EXCERPT TO READ –

○ ○ ○ ○ ○ ○ ○

First and second waves – need for isolation
The epidemic came in waves, first in July 1918, with the first case registered on 22 July. After a few days 50–60 people had fallen ill across the entire fishing hamlet. Not until eight days later did the epidemic reach the nearest hamlets of Haugnes, Fiskenes, Skarstein and Bleik. This initial period appeared to pass without any deaths in the local community (6). However, the first deaths occurred already on 16 and 17 August. This happened in Bø, where a 43-year-old woman and her one-year-old daughter died within one day of each other.

○ ○ ○ ○ ○ ○ ○

DATASET EXCERPT –

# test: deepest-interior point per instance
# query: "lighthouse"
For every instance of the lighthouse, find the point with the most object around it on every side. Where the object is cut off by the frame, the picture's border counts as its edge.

○ ○ ○ ○ ○ ○ ○

EXERCISES –
A. Render the following sentence from the passage on the 1918 epidemic into French: "Not until eight days later did the epidemic reach the nearest hamlets of Haugnes, Fiskenes, Skarstein and Bleik."
B. Extend the passage on the 1918 epidemic, picking up after its final sentence.
The listing bears no relation to the passage on the 1918 epidemic.

ANSWER LIST –
A. Ce n'est que huit jours plus tard que l'épidémie atteignit les hameaux les plus proches de Haugnes, Fiskenes, Skarstein et Bleik.

B.
Later, in September a more virulent form appeared, causing more deaths. The local Andøyposten newspaper wrote about it on 4 October 1918: 'The Spanish flu appears even here to be spreading to an ominous degree. Not so many deaths are reported to have occurred here, but quite a lot of people are said to be ill, both here in town (Andenes) and in the hamlets. To date, the board of health has closed the various meeting-houses, and it is not unlikely that the schools will also have to be closed.'
On 11 October 1918, the newspaper writes: 'The Spanish flu is now raging quite furiously. In virtually every home there is illness, and not a few deaths.'
18 October: 'The situation regarding the Spanish flu has improved somewhat here in town, but it continues to rage in the hamlets, especially at Bjørnskinn, where many deaths have occurred over a short time, especially among women' ((5)).
In October, the board of health banned most public arrangements; exceptions were made only for the schools and 'regular divine service'. About the fact that the schools were not closed, the local GP Krogstad writes: 'The fact that the schools were not closed was because there were relatively few cases of the disease in children'. However, on 12 December that year, the school at Andenes was also closed. The school records for that year state: 'The board of health ordered the school to close by Christmas' (6).